## Records supplied
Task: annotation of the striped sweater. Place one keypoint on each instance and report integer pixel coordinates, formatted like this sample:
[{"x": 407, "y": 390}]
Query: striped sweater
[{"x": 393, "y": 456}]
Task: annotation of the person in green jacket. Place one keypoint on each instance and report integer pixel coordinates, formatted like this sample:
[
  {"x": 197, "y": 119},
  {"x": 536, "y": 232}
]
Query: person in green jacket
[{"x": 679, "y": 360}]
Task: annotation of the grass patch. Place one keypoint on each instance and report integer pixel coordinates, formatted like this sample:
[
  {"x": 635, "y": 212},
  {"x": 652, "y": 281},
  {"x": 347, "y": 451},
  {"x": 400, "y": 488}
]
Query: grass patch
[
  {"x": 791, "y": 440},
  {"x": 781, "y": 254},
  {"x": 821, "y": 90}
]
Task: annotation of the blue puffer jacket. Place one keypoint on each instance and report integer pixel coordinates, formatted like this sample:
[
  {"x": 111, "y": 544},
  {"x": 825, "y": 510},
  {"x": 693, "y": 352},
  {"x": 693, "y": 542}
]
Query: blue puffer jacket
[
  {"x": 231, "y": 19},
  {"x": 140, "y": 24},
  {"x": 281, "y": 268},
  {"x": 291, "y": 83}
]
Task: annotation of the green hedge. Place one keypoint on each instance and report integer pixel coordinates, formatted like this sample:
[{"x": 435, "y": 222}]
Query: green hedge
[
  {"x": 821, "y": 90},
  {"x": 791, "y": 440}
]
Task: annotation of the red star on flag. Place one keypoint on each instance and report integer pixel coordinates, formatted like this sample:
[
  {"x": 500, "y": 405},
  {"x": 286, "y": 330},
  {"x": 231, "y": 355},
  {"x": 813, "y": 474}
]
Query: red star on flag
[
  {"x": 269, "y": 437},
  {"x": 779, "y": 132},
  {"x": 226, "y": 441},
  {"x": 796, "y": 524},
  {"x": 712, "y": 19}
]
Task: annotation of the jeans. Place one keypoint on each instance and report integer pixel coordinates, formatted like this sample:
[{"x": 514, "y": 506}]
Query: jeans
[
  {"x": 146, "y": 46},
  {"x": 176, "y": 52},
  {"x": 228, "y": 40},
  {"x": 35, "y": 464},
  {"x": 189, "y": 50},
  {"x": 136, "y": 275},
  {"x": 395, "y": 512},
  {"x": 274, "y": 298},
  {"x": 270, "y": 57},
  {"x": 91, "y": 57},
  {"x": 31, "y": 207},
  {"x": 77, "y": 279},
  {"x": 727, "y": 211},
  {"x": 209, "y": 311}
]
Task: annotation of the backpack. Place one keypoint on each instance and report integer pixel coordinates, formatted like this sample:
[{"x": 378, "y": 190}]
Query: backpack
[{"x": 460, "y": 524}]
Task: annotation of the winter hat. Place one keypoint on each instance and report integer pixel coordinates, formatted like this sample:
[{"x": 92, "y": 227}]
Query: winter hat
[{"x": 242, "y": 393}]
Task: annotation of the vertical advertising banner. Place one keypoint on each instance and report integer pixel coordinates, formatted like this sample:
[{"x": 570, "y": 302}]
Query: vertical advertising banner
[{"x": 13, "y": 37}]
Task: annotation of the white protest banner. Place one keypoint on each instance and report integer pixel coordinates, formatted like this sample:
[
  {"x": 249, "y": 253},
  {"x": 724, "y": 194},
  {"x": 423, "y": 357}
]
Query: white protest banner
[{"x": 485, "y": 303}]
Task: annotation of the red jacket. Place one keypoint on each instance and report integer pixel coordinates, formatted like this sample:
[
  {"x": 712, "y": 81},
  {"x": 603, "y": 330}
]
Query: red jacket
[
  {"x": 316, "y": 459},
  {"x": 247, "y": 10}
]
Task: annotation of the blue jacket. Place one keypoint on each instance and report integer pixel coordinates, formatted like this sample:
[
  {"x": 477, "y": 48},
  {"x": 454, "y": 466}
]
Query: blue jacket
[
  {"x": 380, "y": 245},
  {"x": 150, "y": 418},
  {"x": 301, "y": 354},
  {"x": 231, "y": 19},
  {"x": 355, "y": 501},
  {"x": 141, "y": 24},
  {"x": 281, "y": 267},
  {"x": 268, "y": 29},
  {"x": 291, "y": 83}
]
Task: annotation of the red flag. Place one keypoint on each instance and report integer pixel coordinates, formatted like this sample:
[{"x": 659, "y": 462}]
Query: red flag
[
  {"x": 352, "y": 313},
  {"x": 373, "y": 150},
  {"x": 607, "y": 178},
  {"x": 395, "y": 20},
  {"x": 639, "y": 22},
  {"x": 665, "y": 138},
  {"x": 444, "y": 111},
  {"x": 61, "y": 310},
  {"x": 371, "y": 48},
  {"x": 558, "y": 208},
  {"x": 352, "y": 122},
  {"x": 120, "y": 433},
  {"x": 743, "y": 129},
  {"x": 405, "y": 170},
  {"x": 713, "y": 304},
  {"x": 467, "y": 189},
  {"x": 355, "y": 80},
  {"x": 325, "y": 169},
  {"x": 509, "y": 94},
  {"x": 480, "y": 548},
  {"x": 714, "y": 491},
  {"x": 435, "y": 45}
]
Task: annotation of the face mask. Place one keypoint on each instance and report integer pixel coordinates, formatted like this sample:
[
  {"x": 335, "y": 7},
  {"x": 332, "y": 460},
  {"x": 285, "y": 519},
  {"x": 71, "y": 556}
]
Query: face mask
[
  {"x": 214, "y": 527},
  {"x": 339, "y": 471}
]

## Problem description
Hand back the whole listing, exactly as it is.

## Your solution
Task: annotation of the striped sweater. Place one keypoint on each instance and report integer pixel coordinates, formatted like this sample:
[{"x": 407, "y": 390}]
Query: striped sweater
[{"x": 393, "y": 456}]
Task: annotation of the person in green jacket. Place one keypoint on each instance and report integer pixel coordinates, formatted like this sample:
[
  {"x": 197, "y": 119},
  {"x": 536, "y": 232}
]
Query: person in green jacket
[{"x": 679, "y": 360}]
Task: annotation of the grass patch. Place one keypoint on each instance and report integer pixel coordinates, formatted like this sample:
[
  {"x": 635, "y": 212},
  {"x": 652, "y": 281},
  {"x": 347, "y": 451},
  {"x": 400, "y": 488}
]
Query: grass patch
[
  {"x": 791, "y": 440},
  {"x": 781, "y": 254},
  {"x": 821, "y": 90}
]
Task: annotation of the blue puffer jacket. Place one keypoint on each instance and report integer pixel coordinates, formatted like this sample:
[
  {"x": 111, "y": 544},
  {"x": 825, "y": 510},
  {"x": 693, "y": 352},
  {"x": 693, "y": 542}
]
Query: blue puffer jacket
[
  {"x": 231, "y": 19},
  {"x": 140, "y": 24},
  {"x": 281, "y": 268},
  {"x": 291, "y": 83}
]
Task: annotation of the green hedge. Place one keypoint on each instance and report integer pixel coordinates, formatted like this sample:
[{"x": 435, "y": 222}]
Query: green hedge
[
  {"x": 821, "y": 90},
  {"x": 791, "y": 440}
]
Task: annotation of the red star on flag. Place one keypoint on each instance and report integer pixel coordinates, formatted like this sample:
[
  {"x": 500, "y": 405},
  {"x": 286, "y": 330},
  {"x": 231, "y": 355},
  {"x": 813, "y": 474}
]
Query: red star on flag
[
  {"x": 269, "y": 437},
  {"x": 779, "y": 132},
  {"x": 226, "y": 441},
  {"x": 796, "y": 524},
  {"x": 712, "y": 19}
]
Task: annotation of the jeans. Place one keypoint on each instance and report integer pixel coordinates, formatted like this sample:
[{"x": 514, "y": 506}]
Query: jeans
[
  {"x": 146, "y": 46},
  {"x": 176, "y": 52},
  {"x": 228, "y": 40},
  {"x": 35, "y": 464},
  {"x": 189, "y": 50},
  {"x": 136, "y": 275},
  {"x": 395, "y": 512},
  {"x": 274, "y": 298},
  {"x": 270, "y": 57},
  {"x": 91, "y": 57},
  {"x": 31, "y": 207},
  {"x": 77, "y": 279},
  {"x": 727, "y": 211},
  {"x": 209, "y": 311}
]
Task: annotation of the backpack. Place one keypoint on each instance and report integer pixel coordinates, formatted like this sample:
[{"x": 378, "y": 190}]
Query: backpack
[{"x": 460, "y": 524}]
Task: annotation of the winter hat. Place one keypoint on each instance and report integer pixel coordinates, formatted like this sample:
[{"x": 92, "y": 227}]
Query: winter hat
[{"x": 242, "y": 393}]
Task: annotation of the vertical advertising banner. Place one keypoint on each instance and report integer pixel coordinates, formatted like this sample:
[{"x": 570, "y": 302}]
Query: vertical advertising banner
[{"x": 13, "y": 37}]
Task: annotation of the white protest banner. Place one keypoint on each instance and report integer pixel coordinates, formatted like this sample:
[
  {"x": 249, "y": 253},
  {"x": 724, "y": 194},
  {"x": 423, "y": 357}
]
Query: white protest banner
[{"x": 485, "y": 303}]
Task: annotation of the red jacket. Place one keypoint on each instance and report integer pixel coordinates, formatted like this sample:
[
  {"x": 712, "y": 81},
  {"x": 603, "y": 330}
]
Query: red jacket
[
  {"x": 316, "y": 459},
  {"x": 247, "y": 10}
]
Task: annotation of the blue jacket. Place one keypoint on each instance and report integer pixel coordinates, formatted like this sample:
[
  {"x": 477, "y": 48},
  {"x": 454, "y": 466}
]
Query: blue jacket
[
  {"x": 380, "y": 245},
  {"x": 150, "y": 418},
  {"x": 301, "y": 354},
  {"x": 231, "y": 19},
  {"x": 355, "y": 501},
  {"x": 141, "y": 24},
  {"x": 281, "y": 267},
  {"x": 268, "y": 29},
  {"x": 291, "y": 83}
]
Task: annotation of the red flag. Place one keypoint on each instance and report integer pixel coordinates, formatted like this sample:
[{"x": 659, "y": 462}]
Query: red flag
[
  {"x": 352, "y": 313},
  {"x": 373, "y": 150},
  {"x": 607, "y": 178},
  {"x": 395, "y": 20},
  {"x": 639, "y": 22},
  {"x": 665, "y": 138},
  {"x": 444, "y": 111},
  {"x": 61, "y": 310},
  {"x": 371, "y": 48},
  {"x": 558, "y": 208},
  {"x": 352, "y": 122},
  {"x": 120, "y": 433},
  {"x": 743, "y": 129},
  {"x": 405, "y": 170},
  {"x": 713, "y": 304},
  {"x": 467, "y": 189},
  {"x": 355, "y": 80},
  {"x": 325, "y": 169},
  {"x": 509, "y": 94},
  {"x": 480, "y": 548},
  {"x": 714, "y": 491},
  {"x": 435, "y": 45}
]
Task: annotation of the face mask. Place one keypoint on each instance and report integer pixel coordinates, formatted like this sample:
[
  {"x": 335, "y": 7},
  {"x": 332, "y": 460},
  {"x": 285, "y": 519},
  {"x": 71, "y": 556}
]
Query: face mask
[
  {"x": 214, "y": 527},
  {"x": 339, "y": 471}
]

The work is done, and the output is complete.